** begin **
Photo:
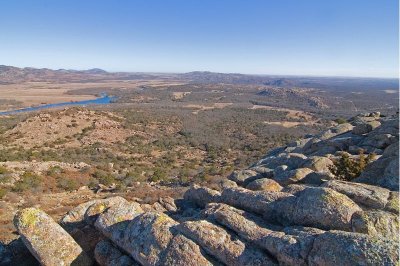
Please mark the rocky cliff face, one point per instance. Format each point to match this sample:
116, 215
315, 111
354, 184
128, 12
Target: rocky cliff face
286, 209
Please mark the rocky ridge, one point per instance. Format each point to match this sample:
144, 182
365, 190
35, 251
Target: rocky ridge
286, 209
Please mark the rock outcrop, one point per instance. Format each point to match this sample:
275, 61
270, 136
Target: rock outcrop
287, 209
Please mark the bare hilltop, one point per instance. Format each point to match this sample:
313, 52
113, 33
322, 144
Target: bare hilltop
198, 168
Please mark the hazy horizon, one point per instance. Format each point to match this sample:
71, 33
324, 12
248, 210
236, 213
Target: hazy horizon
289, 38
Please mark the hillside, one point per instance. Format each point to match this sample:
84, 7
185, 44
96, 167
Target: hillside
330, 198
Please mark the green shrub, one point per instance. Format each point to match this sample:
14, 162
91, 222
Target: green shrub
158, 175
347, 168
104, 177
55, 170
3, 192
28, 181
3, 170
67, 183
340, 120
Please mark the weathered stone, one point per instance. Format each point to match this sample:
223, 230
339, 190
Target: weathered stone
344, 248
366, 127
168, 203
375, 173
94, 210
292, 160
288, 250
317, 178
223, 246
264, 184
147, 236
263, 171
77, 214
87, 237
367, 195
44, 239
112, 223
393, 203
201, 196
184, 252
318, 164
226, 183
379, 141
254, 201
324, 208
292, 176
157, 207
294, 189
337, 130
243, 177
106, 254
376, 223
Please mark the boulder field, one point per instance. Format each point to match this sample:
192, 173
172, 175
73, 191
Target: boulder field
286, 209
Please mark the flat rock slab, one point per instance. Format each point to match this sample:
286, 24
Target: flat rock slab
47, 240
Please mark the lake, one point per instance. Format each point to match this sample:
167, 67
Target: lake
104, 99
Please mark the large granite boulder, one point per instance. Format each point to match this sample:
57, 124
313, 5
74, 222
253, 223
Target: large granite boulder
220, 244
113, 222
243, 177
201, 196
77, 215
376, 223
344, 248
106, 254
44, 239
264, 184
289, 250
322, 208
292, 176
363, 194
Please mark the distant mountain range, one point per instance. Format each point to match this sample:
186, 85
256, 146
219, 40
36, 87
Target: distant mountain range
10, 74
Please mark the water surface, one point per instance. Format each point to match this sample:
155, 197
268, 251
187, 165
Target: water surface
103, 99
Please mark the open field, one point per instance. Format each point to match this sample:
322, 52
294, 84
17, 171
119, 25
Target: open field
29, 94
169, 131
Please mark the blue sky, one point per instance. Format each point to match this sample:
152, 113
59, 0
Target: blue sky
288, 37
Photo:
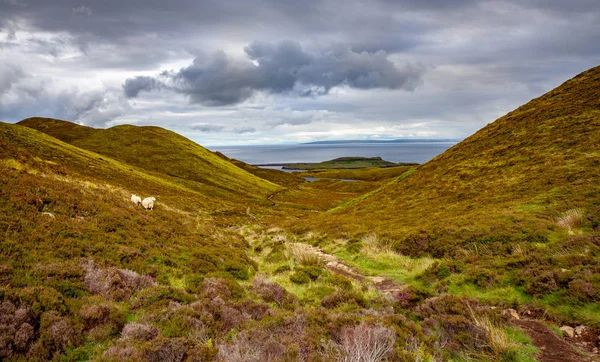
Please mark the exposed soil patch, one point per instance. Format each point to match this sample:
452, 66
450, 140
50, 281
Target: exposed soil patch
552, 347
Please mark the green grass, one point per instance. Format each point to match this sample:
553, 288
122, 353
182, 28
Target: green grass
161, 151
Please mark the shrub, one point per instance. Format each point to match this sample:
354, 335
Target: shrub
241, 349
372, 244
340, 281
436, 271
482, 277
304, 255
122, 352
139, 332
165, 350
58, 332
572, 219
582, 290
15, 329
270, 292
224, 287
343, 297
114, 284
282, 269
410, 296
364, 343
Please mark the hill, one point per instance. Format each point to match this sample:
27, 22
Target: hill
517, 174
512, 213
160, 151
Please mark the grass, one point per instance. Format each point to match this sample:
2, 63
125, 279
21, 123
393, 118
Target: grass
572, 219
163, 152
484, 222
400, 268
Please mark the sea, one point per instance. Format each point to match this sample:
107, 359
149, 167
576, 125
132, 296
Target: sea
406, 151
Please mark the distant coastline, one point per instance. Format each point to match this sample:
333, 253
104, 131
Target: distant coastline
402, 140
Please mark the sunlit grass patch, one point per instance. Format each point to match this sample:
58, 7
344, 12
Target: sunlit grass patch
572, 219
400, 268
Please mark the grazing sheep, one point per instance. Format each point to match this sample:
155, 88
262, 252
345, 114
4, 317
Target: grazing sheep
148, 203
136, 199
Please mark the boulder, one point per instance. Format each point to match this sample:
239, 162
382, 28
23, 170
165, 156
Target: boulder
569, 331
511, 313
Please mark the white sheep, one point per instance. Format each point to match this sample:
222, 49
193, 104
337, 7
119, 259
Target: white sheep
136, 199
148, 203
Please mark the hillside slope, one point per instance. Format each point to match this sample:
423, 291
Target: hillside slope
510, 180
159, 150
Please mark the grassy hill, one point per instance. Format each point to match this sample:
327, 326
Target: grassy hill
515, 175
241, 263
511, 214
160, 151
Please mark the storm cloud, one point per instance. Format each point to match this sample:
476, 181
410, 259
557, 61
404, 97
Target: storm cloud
** end **
*WHAT THE EXERCISE ASKS*: Return each line of the data, keeping its wording exact and omitting pictures.

*FINISHED ANSWER*:
Photo:
Please mark the rocky cliff face, one point per instance. Format each point to match this sample:
116, 215
315, 111
354, 184
128, 12
Target: rocky cliff face
286, 209
Please mark the rocky ridge, one point per instance. Format each point to match this sample:
144, 182
365, 190
35, 251
Target: rocky ridge
286, 209
Please mark the rock outcrop, one point per instance. Format each point to match this sample:
275, 61
270, 136
Target: rock outcrop
287, 209
Please mark the bare hilltop, one point per instance. Format each point to match this sample:
313, 52
113, 33
322, 144
Target: bare hilltop
198, 168
Please mark the hazy horizon, one point per instance. Format each point to match this sample:
71, 33
324, 12
248, 210
236, 213
Target: hazy horizon
289, 38
Please mark the hillside, one point per instance. Format each point to match this sample:
84, 7
185, 44
96, 167
Target: hillside
330, 198
Please mark the green shrub, one point per instance. Format each point to match this sample:
14, 162
91, 222
Target: green shrub
158, 175
347, 168
104, 177
55, 170
3, 192
28, 181
3, 170
67, 183
340, 120
Please mark the weathered stone, one point per instance. Format each point to match this sample:
223, 230
339, 190
Target: weathered stone
344, 248
366, 127
168, 203
375, 173
94, 210
292, 160
288, 250
317, 178
223, 246
264, 184
147, 236
263, 171
77, 214
87, 237
367, 195
44, 239
112, 223
393, 203
201, 196
184, 252
318, 164
226, 183
379, 141
254, 201
324, 208
292, 176
157, 207
294, 189
337, 130
243, 177
106, 254
376, 223
Please mark the boulder field, one point per instance. Format each point to match this sample:
192, 173
172, 175
73, 191
Target: boulder field
286, 209
Please mark the flat rock slab, one point per instance. Format each point to match this sample:
286, 24
Target: flat rock slab
47, 240
Please mark the lake, one point per instance. Format each point to match this sample:
167, 67
Target: lake
104, 99
Please mark the large granite boulder, one point per instance. Format each point to match this sample:
57, 124
313, 5
74, 222
253, 223
Target: large granite boulder
220, 244
113, 222
243, 177
201, 196
77, 215
376, 223
344, 248
106, 254
44, 239
264, 184
289, 250
322, 208
292, 176
363, 194
Please mark the distant mountain range, one point per instance. Format each point to match this sample:
186, 85
256, 146
219, 40
36, 87
Target: distant mountain range
10, 74
Please mark the water surface, one point per instance. Format each point to match this sample:
155, 197
268, 251
187, 165
Target: water surface
103, 99
Please mark the open field, one point per instance. Format each point to match this sample:
322, 52
294, 84
17, 171
119, 25
Target: open field
29, 94
169, 131
Please mark the blue sky, one point per instance. Format each point to match this sample:
152, 113
59, 0
Target: blue sky
288, 37
Photo:
Please mark the exposed soil patch, one point per instance. Format each point to match this sample:
452, 66
450, 140
50, 281
Target: exposed soil patch
552, 347
Please mark the green grass, one point per instance. Format each point to match this sample:
553, 288
122, 353
182, 28
Target: green grass
161, 151
Please mark the shrub, one point per instance. Format each point to match this sample:
354, 335
Target: shrub
241, 349
372, 244
340, 281
436, 271
482, 277
304, 255
122, 352
139, 332
165, 350
58, 332
572, 219
582, 290
15, 329
270, 292
224, 287
343, 297
114, 284
282, 269
410, 296
364, 343
Please mark the hill, one point per instance. Format each point to match this sample:
27, 22
Target: hill
517, 174
512, 213
160, 151
Please mark the grass, one point per instance. Format each point to match this sample:
2, 63
125, 279
21, 123
393, 118
Target: grass
572, 219
163, 152
484, 222
400, 268
Please mark the sea, one point per instance. Format each point to match this sample:
107, 359
149, 167
576, 125
132, 296
Target: sea
406, 151
Please mark the distant coastline, one point per instance. Format each point to match this sample:
333, 253
104, 131
Target: distant coastline
402, 140
Please mark the sunlit grass patch, one point per instance. Format each point to match this sample:
58, 7
344, 12
Target: sunlit grass patch
572, 219
400, 268
Please mark the grazing sheep, one point per instance. Format each point to match this sample:
155, 88
262, 252
345, 114
4, 317
Target: grazing sheep
148, 203
136, 199
Please mark the boulder, one point per instance. Format each point to match this sample:
239, 162
382, 28
23, 170
165, 156
Target: boulder
569, 331
511, 313
Please mark the white sheep, one point per instance. Format each point to match this sample:
222, 49
193, 104
337, 7
119, 259
Target: white sheep
136, 199
148, 203
Please mark the hillside slope, one point per instance. Format each point to match this sample:
423, 291
Target: hillside slope
510, 180
159, 150
Please mark the grassy hill, one point per instance. Format each point to match this sample:
327, 326
Target: grassy hill
515, 175
241, 263
511, 214
160, 151
Please mark the storm cloud, one point per instance. Format each point to match this sample:
476, 181
410, 259
557, 61
404, 97
Target: storm cloud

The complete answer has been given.